─── EXTRACTED DATA
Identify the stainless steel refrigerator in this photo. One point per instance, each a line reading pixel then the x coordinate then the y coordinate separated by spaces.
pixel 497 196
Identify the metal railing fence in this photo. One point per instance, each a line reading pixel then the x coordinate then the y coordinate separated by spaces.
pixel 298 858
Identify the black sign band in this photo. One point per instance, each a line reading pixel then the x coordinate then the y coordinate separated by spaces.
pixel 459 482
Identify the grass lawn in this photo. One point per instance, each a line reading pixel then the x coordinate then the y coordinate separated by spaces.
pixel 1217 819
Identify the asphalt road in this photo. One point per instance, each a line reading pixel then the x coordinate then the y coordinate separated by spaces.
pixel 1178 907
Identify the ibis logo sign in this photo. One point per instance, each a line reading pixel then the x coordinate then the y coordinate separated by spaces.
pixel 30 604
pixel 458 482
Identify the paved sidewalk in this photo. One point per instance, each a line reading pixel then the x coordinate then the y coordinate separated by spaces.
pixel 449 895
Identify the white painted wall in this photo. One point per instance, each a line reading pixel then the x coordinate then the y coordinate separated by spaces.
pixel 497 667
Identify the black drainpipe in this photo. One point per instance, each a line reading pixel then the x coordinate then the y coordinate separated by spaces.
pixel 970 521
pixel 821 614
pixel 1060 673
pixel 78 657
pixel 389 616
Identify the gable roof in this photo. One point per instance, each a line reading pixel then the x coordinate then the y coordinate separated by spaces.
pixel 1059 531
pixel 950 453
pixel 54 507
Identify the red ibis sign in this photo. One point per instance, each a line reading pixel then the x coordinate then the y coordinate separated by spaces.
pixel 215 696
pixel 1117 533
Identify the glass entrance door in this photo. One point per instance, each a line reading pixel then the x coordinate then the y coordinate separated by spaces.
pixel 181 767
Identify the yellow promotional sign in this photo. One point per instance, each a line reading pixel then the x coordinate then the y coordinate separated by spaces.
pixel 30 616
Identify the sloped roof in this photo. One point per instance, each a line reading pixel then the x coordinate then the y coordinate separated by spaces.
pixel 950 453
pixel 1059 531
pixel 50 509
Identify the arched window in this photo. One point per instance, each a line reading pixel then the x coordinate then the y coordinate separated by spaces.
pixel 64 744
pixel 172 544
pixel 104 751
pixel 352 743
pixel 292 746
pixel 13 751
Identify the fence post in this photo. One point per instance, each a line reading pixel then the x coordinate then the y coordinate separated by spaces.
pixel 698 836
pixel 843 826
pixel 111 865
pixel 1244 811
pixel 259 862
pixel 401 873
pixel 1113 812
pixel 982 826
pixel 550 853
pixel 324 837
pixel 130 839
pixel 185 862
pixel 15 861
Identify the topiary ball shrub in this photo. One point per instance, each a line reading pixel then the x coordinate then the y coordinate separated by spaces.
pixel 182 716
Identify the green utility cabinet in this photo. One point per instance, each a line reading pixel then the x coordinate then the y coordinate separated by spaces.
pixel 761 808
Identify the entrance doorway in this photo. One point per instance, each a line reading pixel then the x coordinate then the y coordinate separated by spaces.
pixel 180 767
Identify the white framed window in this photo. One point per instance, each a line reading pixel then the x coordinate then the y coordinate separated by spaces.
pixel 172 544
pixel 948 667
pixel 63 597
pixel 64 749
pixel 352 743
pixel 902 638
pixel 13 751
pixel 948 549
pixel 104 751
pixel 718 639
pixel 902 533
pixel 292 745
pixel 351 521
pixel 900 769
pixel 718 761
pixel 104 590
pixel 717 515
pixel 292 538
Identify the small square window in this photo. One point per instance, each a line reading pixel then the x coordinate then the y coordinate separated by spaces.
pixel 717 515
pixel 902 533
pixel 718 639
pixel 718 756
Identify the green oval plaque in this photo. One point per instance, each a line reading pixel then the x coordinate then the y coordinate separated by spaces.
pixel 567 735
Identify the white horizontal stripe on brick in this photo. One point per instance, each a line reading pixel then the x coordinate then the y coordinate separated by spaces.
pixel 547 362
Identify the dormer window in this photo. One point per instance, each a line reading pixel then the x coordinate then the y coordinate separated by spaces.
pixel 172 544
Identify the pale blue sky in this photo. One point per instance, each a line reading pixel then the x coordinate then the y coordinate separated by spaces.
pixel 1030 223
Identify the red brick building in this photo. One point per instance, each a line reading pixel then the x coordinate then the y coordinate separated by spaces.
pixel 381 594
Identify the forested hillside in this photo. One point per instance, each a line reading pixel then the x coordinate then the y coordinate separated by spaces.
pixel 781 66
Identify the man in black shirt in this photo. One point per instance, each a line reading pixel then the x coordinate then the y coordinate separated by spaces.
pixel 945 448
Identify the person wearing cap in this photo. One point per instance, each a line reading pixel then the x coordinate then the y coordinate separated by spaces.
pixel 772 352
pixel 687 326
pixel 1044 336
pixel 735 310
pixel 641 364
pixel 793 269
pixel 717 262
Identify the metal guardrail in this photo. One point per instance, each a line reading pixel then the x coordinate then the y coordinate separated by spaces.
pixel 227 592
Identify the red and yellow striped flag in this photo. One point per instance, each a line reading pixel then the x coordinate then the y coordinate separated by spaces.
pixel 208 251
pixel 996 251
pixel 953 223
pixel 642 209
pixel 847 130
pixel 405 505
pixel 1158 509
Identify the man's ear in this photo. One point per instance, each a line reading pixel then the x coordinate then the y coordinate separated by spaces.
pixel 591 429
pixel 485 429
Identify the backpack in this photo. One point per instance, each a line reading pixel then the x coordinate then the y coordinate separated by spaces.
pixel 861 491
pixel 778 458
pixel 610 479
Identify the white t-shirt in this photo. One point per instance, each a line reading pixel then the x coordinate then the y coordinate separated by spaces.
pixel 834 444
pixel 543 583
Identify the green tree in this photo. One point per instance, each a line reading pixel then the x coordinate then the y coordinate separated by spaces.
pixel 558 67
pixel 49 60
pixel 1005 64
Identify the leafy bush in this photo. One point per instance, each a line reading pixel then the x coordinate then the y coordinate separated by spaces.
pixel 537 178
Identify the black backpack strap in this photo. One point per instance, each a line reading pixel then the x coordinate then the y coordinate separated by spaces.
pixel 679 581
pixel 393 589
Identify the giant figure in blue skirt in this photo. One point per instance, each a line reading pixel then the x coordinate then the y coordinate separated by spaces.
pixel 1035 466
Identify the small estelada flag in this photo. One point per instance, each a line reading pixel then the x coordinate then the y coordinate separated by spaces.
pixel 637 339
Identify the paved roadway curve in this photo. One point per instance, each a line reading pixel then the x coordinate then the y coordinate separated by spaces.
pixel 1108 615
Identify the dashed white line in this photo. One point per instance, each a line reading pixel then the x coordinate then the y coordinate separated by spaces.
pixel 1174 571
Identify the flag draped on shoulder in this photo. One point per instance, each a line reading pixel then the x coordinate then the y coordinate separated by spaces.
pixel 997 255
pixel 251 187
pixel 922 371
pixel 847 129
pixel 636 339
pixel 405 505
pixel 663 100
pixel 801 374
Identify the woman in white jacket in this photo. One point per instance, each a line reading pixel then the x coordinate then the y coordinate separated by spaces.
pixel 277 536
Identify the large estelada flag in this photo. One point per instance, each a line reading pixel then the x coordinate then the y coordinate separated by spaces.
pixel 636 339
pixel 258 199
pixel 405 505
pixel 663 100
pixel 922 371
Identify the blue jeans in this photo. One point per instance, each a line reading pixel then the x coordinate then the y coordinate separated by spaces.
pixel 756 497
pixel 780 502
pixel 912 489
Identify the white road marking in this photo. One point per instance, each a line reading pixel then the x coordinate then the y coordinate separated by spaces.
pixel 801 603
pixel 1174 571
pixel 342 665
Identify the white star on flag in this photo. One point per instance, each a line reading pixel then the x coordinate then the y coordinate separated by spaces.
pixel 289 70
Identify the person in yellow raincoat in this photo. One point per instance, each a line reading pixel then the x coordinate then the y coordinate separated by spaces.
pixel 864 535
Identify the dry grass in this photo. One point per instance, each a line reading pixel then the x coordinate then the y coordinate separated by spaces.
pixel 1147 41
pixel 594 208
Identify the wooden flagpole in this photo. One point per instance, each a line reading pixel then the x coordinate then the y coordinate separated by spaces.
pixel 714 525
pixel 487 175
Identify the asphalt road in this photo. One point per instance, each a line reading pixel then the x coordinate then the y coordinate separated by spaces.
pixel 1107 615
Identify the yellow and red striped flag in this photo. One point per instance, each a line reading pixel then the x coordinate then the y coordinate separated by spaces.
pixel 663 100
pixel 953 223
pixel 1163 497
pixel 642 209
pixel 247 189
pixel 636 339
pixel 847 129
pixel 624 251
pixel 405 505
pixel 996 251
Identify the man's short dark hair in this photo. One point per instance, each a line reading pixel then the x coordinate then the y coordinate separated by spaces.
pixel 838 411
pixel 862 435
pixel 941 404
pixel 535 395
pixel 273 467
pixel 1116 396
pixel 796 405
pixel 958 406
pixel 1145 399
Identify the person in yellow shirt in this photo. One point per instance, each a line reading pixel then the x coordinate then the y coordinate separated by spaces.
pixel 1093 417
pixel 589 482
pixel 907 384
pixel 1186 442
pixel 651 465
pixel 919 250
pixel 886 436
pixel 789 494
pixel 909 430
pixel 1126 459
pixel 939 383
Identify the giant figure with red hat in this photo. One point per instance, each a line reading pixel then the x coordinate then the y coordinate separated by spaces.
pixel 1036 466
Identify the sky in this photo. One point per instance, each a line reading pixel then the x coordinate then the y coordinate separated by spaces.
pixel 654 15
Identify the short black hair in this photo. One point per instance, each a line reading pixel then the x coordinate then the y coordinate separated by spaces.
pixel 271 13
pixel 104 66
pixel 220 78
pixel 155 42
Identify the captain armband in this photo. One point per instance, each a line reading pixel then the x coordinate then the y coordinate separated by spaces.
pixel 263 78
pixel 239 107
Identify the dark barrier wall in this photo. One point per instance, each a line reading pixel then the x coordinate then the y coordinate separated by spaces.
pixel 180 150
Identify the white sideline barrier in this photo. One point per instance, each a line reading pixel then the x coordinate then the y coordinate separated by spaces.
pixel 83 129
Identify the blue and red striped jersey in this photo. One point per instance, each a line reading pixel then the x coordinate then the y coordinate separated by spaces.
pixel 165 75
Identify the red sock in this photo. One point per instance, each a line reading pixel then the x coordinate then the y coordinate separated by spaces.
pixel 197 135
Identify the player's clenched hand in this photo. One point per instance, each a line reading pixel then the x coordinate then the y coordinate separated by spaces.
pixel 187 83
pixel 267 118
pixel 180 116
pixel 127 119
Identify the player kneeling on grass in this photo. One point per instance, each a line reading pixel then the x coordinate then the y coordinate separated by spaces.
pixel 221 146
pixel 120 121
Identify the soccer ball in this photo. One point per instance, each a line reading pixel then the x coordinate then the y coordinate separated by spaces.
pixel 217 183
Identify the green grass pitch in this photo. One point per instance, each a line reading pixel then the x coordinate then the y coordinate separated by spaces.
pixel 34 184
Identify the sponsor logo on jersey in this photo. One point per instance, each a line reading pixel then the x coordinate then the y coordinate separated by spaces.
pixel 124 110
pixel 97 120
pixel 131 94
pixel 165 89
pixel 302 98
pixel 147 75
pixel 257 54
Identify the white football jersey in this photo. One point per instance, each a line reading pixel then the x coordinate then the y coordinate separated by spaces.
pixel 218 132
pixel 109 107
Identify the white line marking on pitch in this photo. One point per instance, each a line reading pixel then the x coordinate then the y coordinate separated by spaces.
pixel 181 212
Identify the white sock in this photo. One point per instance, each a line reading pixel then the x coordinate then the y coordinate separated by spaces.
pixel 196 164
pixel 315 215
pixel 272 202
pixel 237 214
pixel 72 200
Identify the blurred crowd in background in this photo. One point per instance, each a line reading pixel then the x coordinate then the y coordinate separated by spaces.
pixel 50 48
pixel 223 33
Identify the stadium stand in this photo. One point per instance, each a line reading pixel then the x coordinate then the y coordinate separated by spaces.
──────
Output the lines of the listing from the line with "Identify the metal railing" up to and including the line with "pixel 458 482", reproducing each one exactly.

Identify the metal railing fence in this photo. One point per instance, each a line reading pixel then the x coordinate then the y coordinate separated by spaces.
pixel 298 858
Identify the black sign band in this photo. One point per instance, each a line reading pixel then the x coordinate then the y coordinate separated by spaces.
pixel 459 482
Identify the grass lawn in this photo. One point per instance, each a line reading pixel then the x coordinate then the y coordinate separated by spaces.
pixel 1217 819
Identify the asphalt road in this photo. One point per instance, each a line reading pixel then the x coordinate then the y coordinate separated by spaces.
pixel 1178 907
Identify the ibis logo sign in this photo. One point per instance, each a line reading pixel then the x coordinate then the y coordinate separated by spaces.
pixel 30 604
pixel 458 482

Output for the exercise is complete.